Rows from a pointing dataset
┄┄┄┄┄┄┄┄┄┄┄┄┄┄┄┄┄┄┄┄

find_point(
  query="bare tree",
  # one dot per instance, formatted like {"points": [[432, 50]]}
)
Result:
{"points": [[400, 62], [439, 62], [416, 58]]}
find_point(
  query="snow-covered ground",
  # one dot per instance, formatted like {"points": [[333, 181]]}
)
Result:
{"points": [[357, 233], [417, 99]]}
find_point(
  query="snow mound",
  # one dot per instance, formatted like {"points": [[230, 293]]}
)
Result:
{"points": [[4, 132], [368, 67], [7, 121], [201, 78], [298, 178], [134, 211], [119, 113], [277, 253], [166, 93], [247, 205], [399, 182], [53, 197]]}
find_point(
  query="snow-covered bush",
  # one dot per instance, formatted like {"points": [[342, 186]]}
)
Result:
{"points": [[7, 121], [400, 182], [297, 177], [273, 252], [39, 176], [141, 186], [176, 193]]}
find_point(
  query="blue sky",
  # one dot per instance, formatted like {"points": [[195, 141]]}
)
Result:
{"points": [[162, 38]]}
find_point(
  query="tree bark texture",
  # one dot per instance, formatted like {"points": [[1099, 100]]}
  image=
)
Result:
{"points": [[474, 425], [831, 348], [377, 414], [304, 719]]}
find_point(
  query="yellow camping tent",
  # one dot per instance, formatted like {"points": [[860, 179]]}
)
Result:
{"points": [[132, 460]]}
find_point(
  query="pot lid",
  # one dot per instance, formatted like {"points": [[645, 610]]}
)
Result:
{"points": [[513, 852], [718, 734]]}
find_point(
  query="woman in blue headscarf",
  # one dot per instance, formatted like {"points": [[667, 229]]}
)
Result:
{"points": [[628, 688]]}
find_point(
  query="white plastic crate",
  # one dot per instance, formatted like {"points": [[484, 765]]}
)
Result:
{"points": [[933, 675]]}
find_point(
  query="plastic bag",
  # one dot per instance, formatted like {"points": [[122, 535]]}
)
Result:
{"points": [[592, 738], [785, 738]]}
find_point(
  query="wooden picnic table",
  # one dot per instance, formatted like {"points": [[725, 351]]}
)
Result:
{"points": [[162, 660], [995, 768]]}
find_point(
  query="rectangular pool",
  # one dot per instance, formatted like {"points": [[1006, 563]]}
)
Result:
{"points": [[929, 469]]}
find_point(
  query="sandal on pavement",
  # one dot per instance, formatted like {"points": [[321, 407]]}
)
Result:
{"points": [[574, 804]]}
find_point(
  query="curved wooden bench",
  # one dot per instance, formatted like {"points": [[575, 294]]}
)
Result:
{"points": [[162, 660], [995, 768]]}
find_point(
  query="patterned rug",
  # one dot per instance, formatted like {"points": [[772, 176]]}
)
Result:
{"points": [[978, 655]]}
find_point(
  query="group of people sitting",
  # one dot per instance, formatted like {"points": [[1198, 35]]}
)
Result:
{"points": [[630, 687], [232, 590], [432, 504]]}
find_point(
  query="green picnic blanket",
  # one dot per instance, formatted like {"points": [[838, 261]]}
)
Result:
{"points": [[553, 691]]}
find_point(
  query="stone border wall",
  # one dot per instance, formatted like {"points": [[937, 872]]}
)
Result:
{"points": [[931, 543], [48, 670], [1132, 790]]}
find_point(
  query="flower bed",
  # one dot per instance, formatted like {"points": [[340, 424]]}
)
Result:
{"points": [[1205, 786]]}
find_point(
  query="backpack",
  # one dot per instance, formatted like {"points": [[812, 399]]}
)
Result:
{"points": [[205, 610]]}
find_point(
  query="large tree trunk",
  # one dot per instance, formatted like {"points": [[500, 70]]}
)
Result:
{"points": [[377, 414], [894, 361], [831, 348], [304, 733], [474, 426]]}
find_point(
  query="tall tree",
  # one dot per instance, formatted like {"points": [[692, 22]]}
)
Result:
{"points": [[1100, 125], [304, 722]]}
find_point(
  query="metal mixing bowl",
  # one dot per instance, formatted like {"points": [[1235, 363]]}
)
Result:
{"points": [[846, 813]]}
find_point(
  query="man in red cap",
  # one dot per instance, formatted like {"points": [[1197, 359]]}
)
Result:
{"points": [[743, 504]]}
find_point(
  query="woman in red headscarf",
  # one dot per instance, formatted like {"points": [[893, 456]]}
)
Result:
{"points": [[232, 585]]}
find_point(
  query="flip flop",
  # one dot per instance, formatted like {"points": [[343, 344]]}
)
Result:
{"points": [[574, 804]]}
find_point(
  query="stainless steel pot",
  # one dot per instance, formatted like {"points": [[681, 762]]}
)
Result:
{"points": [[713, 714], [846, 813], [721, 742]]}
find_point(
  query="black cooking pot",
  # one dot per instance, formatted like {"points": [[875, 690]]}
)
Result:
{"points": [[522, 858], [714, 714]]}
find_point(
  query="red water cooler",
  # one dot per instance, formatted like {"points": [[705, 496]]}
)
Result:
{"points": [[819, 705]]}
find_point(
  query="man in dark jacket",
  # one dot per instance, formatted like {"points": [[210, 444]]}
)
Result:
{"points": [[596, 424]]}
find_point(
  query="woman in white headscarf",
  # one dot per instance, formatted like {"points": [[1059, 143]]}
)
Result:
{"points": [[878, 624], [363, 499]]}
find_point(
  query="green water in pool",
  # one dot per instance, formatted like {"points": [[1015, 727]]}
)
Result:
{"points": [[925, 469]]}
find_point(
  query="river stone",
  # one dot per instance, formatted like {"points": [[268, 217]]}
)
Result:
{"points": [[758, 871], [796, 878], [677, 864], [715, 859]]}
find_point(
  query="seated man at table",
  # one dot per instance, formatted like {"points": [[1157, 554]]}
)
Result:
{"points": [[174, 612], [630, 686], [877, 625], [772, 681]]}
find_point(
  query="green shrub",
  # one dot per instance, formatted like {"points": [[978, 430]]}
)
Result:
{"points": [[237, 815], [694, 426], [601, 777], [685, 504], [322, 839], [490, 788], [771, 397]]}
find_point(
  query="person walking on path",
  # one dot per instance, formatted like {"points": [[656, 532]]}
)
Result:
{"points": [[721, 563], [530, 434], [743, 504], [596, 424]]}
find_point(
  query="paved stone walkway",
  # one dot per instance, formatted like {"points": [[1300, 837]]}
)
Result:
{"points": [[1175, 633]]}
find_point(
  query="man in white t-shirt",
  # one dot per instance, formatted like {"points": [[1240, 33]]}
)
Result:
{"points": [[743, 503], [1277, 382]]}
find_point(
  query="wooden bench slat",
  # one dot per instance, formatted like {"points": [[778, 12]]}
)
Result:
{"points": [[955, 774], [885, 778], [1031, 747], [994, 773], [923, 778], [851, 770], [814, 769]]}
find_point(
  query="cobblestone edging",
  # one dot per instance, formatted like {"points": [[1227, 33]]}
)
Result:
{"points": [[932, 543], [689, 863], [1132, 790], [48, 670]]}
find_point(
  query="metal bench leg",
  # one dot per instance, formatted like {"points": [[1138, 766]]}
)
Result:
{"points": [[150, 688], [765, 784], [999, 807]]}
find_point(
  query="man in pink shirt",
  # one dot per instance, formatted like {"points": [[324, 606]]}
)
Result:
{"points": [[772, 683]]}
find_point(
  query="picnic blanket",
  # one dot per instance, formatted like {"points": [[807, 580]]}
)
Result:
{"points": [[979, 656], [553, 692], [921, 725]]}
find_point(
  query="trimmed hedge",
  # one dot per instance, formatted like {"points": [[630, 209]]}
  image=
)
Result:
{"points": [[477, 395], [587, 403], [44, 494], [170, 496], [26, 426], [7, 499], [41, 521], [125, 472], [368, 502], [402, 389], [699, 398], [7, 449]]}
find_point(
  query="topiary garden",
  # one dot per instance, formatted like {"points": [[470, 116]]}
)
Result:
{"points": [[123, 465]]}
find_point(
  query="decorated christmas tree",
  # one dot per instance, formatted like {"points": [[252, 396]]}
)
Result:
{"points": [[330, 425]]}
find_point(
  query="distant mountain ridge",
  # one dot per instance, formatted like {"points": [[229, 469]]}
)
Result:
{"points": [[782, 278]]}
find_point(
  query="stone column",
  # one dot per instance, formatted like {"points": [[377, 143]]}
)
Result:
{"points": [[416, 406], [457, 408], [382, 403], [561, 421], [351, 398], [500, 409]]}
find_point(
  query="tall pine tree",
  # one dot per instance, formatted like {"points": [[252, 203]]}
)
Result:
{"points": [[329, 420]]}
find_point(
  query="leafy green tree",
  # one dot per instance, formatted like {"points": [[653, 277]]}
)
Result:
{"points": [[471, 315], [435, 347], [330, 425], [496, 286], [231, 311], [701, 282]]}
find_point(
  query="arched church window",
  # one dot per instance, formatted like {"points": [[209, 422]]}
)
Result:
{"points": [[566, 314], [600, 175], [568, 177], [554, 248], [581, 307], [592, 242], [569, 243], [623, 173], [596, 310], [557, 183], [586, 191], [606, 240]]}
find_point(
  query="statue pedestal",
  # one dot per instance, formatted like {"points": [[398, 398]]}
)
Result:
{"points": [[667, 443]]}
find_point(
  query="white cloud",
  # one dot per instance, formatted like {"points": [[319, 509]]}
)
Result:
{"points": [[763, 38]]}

┄┄┄┄┄┄┄┄┄┄┄┄┄┄┄┄┄┄┄┄

> **What to work on**
Pull out every line in the items above that contains the word "table", matching its capitalization exactly.

> **Answer to this task**
  query="wooden picnic table",
  query="seated man at table",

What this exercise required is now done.